_Selected extract:_
****************************************
### Disney Dataset Creation (BS4)

#### Scrape & clean a list of disney wiki pages to create dataset to analyze information
#### One box

In [1]:
from bs4 import BeautifulSoup as bs
import requests 

In [None]:
page=requests.get('https://en.wikipedia.org/wiki/Toy_Story_3')
soup=bs(page.content)

In [None]:
#Scraping table
info_box=soup.find(class_='infobox vevent')

info_rows=info_box.find_all('tr')

for x in info_rows:
    print(x.prettify())

In [None]:
#Bulding dictionares

movie_info={}

def get_content_value(row_data):
    if row_data.find("li"):
        return [li.get_text(" ",strip=True).replace("\xa0"," ") for li in row_data.find_all('li')]
    else :
        return row_data.get_text(" ",strip=True).replace("\xa0"," ")


for index, row in enumerate(info_rows):  #funkcja enumerate po to aby automatycznie tworzyc indeksy
    if index == 0:
        movie_info['title']=row.find('th').get_text(" ",strip=True)
        
    elif index == 1:
        continue
    else:
        content_key=row.find('th').get_text(" ",strip=True)
        content_value=get_content_value(row.find('td'))
****************************************
_Information supplied:_
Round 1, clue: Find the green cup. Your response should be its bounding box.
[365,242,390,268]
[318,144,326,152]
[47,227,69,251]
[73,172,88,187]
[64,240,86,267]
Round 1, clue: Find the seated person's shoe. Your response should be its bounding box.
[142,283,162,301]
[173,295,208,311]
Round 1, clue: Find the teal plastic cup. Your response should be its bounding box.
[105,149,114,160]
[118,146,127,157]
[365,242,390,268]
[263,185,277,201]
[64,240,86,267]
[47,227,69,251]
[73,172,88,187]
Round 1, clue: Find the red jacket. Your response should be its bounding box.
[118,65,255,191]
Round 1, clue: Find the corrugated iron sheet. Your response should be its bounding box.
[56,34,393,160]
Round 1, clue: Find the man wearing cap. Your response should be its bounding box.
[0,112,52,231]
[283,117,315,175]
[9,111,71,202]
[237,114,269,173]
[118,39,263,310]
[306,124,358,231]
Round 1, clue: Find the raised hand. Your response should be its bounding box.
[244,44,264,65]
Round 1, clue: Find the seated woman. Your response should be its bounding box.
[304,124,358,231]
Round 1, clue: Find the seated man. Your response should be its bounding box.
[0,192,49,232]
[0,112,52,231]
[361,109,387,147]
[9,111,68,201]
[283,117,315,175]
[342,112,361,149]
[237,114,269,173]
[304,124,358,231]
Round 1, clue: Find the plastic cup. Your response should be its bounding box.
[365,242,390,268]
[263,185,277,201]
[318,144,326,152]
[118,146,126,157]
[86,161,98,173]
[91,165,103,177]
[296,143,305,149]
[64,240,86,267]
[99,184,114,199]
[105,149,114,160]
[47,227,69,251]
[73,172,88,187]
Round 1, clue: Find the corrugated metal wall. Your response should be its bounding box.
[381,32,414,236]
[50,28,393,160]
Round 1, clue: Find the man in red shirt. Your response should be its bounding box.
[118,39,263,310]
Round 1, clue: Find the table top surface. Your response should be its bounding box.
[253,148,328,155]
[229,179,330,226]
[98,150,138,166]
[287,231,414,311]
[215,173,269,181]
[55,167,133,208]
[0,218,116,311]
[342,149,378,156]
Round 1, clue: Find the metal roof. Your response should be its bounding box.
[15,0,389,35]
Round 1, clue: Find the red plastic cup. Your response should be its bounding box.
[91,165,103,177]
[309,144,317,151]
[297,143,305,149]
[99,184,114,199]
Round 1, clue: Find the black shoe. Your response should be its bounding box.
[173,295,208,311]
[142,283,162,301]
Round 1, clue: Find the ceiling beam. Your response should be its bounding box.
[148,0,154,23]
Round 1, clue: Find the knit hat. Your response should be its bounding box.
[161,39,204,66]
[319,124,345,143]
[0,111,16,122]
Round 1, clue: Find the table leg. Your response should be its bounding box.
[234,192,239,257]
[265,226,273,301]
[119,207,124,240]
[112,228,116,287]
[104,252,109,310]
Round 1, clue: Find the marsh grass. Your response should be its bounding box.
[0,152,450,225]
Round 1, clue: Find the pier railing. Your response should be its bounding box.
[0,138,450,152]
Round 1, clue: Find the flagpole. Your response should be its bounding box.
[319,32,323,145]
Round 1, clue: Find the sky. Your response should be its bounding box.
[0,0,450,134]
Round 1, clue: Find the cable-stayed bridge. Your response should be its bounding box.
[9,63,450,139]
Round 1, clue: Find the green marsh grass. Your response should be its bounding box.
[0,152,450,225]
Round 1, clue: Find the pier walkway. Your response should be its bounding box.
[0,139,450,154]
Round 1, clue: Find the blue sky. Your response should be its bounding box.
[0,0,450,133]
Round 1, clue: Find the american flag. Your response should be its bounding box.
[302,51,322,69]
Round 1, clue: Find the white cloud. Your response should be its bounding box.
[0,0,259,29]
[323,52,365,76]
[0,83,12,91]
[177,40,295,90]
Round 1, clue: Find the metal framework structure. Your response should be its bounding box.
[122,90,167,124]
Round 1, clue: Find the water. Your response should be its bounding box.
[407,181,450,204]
****************************************
_What the task requires:_ Could you write what comes next in the Disney dataset notebook, continuing its code from where it stops? The lines are material of their own, apart from the Disney dataset notebook.

_Answer to this task:_
        movie_info[content_key]=content_value

        
movie_info

#### Scraping all box for all disney movies

In [None]:
page=requests.get('https://en.wikipedia.org/wiki/List_of_Walt_Disney_Pictures_films')
soup=bs(page.content)

In [None]:
movies=soup.select('.wikitable.sortable i')
movies[0]

In [None]:
def get_content_value(row_data):
    if row_data.find("li"):
        return [li.get_text(" ",strip=True).replace("\xa0"," ") for li in row_data.find_all('li')]
    else :
        return row_data.get_text(" ",strip=True).replace("\xa0"," ")


def get_info_box(url):
    
    page=requests.get(url)
    soup=bs(page.content)
    
    info_box=soup.find(class_='infobox vevent')
    info_rows=info_box.find_all('tr')

    movie_info={}
    for index, row in enumerate(info_rows):  #funkcja enumerate po to aby automatycznie tworzyc indeksy
        if index == 0:
            movie_info['title']=row.find('th').get_text(" ",strip=True)

        elif index == 1:
            continue
        else:
            content_key=row.find('th').get_text(" ",strip=True)
            content_value=get_content_value(row.find('td'))
            movie_info[content_key]=content_value
    return movie_info

In [None]:
page=requests.get('https://en.wikipedia.org/wiki/List_of_Walt_Disney_Pictures_films')
soup=bs(page.content)
movies=soup.select('.wikitable.sortable i a')

base_path="https://en.wikipedia.org/"

movie_info_list=[]

for index, movie in enumerate(movies):
    try:
        relative_path=movie['href']
        full_path=base_path + relative_path
        title=movie['title']

        movie_info_list.append(get_info_box(full_path))


    except Exception as e:
        print(movie.get_text())
        print(e)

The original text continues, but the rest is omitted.